[Records]

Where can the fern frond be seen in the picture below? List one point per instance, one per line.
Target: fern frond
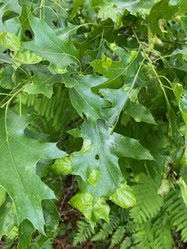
(162, 234)
(177, 211)
(148, 201)
(53, 110)
(118, 236)
(107, 228)
(85, 232)
(126, 243)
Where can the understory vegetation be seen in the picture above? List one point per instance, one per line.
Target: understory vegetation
(93, 124)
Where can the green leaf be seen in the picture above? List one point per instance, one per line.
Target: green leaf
(161, 10)
(9, 5)
(101, 210)
(10, 41)
(83, 99)
(42, 82)
(114, 69)
(124, 196)
(181, 96)
(25, 233)
(7, 217)
(26, 57)
(47, 45)
(19, 155)
(83, 202)
(183, 187)
(100, 153)
(2, 196)
(62, 166)
(121, 100)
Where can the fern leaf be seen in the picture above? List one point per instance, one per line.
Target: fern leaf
(148, 201)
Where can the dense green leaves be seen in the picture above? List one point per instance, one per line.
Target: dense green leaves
(19, 155)
(102, 79)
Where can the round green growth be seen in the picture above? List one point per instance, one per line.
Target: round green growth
(62, 166)
(93, 177)
(124, 196)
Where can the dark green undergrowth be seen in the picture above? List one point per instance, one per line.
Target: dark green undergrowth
(93, 124)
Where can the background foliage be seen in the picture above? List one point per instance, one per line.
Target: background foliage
(96, 90)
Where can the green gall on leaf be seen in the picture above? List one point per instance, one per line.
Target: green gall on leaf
(86, 145)
(94, 177)
(106, 61)
(10, 41)
(26, 57)
(101, 210)
(124, 196)
(62, 166)
(164, 188)
(2, 196)
(183, 187)
(84, 203)
(57, 70)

**Description of the task:** Copy out every item above word for word, omitting the pictures.

**Solution to this exercise:**
Where can the fern frond be seen in the picture below? List one point per instance, one per line.
Target: fern frond
(162, 234)
(177, 211)
(148, 201)
(53, 110)
(118, 236)
(107, 228)
(85, 232)
(126, 243)
Where can the understory vegetation be seen in the picture above? List one point per instance, one per line.
Target: understory vegetation
(93, 124)
Where can the green leaf be seen in the picture above? List one point per instance, one per line.
Target: green leaf
(161, 10)
(9, 5)
(101, 210)
(10, 41)
(83, 99)
(42, 82)
(114, 69)
(124, 196)
(181, 96)
(25, 233)
(7, 217)
(26, 57)
(47, 45)
(19, 155)
(83, 202)
(183, 187)
(100, 153)
(2, 196)
(62, 166)
(121, 100)
Where can the fern leaf be seen in the picture above? List one point per instance, one per line.
Target: fern leaf
(148, 201)
Where can the dense green leaves be seen in the picture above? List one point per instance, one per line.
Target: dense green leaves
(19, 155)
(102, 79)
Where can the round green growth be seen in the picture above? List one point per instance, one per line.
Target: round green growth
(62, 166)
(93, 177)
(124, 196)
Where can the dark green undergrowth be seen in the picture above? List one point per instance, one per line.
Target: dark green undergrowth
(93, 124)
Where can the background foliage be seen in the picture above? List one point per instance, one per line.
Target: background foliage
(96, 90)
Where can the green gall on leaf be seen in the picture above? List one point per instance, one per line.
Target: green gall on leaf
(86, 145)
(94, 177)
(106, 61)
(10, 41)
(26, 57)
(101, 210)
(124, 196)
(62, 166)
(164, 188)
(2, 196)
(183, 187)
(84, 203)
(57, 70)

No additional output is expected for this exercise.